__Description of the task__
Could you print the part of the Subtle Asian Traits text below from "Khoo explained that" to "a global phenomenon?"?

__Provided text__
Subtle Asian Traits, on the other hand, currently boasts almost a million members. They hail from all over the world, including the United States, Canada, Australia, Europe, and Asia.
Remarkably, this all happened in a very short period of time. According to Ai-Ling Khoo, one of the moderators of Subtle Asian Traits, the Facebook group officially launched on September 16, 2018.
Khoo explained that the group was started by nine Asian-Australian friends who met each other in Chinese school. It was initially intended as a way for them to share relatable memes with each other and their Asian friends.
But Subtle Asian Traits soon exploded into something far larger — something that even the founders didn’t anticipate. At the time that I joined in mid-October, there were around 70,000 members. And over the course of just a few short weeks, the Facebook group has exploded to accommodate over 900,000 members.
How did it happen? And why, out of all the Facebook meme groups out there, did this one blow up into a global phenomenon?
‘I thought I was the only one…until now’
Growing up Asian in a Western country like the United States, it can be hard to see yourself represented in movies and TV shows. Studies have found that over 60 percent of TV shows have no Asian series regulars, and when they are depicted, they are often marginalized or tokenized on screen. Hollywood is no better, and it continues to whitewash movies by casting white actors to play Asian roles.

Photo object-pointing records
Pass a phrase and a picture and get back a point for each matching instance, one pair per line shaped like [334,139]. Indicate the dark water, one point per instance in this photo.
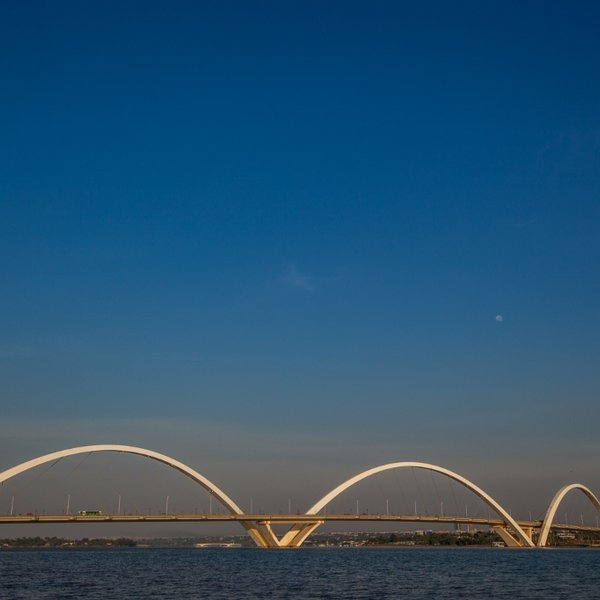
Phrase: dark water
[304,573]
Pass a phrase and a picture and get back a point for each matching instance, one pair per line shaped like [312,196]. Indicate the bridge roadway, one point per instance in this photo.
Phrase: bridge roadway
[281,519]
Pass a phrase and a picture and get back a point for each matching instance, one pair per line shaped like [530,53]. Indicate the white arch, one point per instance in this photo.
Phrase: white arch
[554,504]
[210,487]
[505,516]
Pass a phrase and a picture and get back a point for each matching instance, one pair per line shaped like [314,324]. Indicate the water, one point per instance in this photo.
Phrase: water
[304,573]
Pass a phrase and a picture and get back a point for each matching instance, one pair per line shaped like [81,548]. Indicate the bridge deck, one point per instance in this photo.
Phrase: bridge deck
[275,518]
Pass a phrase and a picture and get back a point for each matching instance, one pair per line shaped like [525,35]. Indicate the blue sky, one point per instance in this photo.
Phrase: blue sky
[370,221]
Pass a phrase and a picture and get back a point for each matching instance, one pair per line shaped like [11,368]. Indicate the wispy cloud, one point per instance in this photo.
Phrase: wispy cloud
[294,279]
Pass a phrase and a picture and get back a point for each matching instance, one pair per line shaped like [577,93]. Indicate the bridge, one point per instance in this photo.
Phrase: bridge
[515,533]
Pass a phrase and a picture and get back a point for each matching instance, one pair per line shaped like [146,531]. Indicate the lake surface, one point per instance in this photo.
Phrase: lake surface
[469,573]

--

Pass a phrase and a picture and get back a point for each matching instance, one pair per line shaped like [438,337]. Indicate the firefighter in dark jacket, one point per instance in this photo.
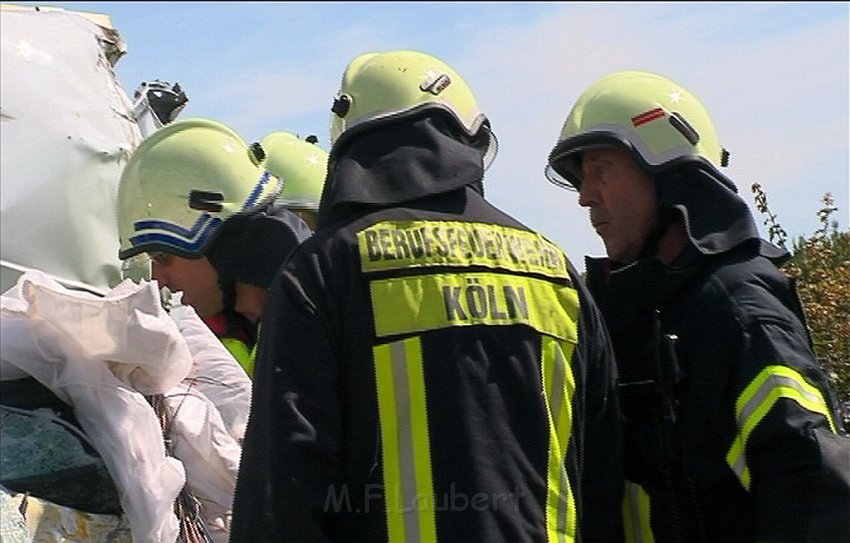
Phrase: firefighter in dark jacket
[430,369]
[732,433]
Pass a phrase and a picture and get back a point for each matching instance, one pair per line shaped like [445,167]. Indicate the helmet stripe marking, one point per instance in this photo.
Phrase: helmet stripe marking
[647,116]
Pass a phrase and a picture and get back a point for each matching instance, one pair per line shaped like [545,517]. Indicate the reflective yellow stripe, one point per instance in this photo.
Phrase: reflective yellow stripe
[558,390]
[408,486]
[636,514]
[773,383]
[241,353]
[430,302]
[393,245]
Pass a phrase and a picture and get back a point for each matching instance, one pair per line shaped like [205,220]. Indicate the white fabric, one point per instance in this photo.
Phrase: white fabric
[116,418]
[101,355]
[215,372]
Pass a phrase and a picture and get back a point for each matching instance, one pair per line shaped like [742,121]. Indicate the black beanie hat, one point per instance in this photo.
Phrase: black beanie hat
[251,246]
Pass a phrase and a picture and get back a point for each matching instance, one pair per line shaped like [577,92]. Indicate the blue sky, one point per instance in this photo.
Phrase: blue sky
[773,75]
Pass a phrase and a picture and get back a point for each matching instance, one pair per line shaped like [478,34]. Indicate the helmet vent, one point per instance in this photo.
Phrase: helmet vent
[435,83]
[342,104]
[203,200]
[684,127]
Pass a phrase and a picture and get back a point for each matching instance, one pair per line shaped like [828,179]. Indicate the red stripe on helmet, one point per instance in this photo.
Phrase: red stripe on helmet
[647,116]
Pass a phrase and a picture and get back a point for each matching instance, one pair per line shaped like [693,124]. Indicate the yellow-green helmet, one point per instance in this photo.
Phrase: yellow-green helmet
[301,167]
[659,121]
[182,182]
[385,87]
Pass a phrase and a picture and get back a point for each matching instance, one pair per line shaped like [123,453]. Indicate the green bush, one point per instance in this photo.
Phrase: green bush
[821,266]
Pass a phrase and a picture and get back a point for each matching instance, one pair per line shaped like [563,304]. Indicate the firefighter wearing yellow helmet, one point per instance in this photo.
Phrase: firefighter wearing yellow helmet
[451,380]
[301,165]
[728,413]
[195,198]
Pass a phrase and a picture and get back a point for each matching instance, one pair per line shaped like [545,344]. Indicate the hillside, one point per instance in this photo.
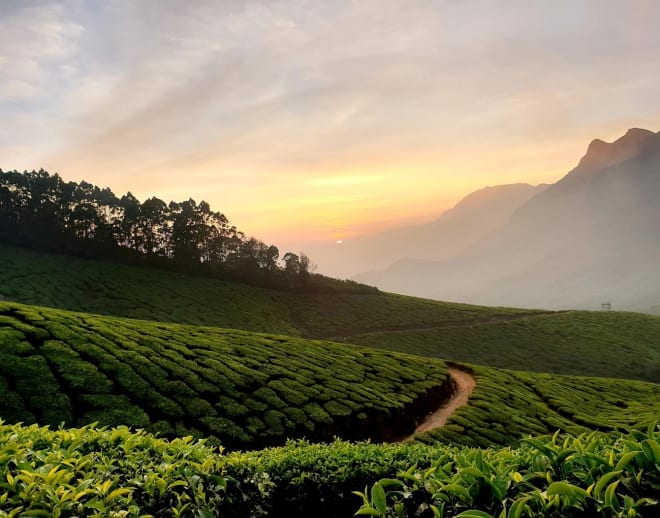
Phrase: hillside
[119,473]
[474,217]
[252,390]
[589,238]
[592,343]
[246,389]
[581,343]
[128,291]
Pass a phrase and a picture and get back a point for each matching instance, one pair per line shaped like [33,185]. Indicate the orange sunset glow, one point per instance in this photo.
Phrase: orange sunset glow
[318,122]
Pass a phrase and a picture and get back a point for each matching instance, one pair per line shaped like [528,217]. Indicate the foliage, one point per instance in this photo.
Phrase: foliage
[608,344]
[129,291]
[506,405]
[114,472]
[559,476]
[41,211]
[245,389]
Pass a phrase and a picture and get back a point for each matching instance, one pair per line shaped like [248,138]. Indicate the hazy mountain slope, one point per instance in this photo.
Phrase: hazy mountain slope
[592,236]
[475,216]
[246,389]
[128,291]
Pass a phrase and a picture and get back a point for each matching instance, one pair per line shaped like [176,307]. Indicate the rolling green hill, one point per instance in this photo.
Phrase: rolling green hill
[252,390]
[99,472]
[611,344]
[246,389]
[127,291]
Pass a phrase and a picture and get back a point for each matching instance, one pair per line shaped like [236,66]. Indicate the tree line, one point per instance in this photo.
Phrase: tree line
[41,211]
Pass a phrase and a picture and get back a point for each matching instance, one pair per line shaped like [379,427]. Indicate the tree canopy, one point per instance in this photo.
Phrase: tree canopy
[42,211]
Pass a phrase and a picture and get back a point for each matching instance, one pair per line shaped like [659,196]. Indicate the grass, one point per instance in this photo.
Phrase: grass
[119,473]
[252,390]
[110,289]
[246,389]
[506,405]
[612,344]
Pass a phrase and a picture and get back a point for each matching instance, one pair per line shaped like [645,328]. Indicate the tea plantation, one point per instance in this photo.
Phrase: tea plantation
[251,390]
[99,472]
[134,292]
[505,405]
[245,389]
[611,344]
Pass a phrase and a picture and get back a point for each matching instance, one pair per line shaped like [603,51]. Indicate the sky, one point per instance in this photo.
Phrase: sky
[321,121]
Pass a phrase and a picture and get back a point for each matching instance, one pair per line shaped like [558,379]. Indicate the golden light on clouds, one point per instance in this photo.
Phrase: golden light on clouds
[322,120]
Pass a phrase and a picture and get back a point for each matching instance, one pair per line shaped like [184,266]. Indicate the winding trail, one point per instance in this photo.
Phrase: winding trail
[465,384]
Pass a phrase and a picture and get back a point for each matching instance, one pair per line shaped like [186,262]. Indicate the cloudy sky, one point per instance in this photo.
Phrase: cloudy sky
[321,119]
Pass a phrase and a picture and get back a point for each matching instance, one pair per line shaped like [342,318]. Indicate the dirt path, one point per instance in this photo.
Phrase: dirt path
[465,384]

__Task solution__
Khoo explained that the group was started by nine Asian-Australian friends who met each other in Chinese school. It was initially intended as a way for them to share relatable memes with each other and their Asian friends.
But Subtle Asian Traits soon exploded into something far larger — something that even the founders didn’t anticipate. At the time that I joined in mid-October, there were around 70,000 members. And over the course of just a few short weeks, the Facebook group has exploded to accommodate over 900,000 members.
How did it happen? And why, out of all the Facebook meme groups out there, did this one blow up into a global phenomenon?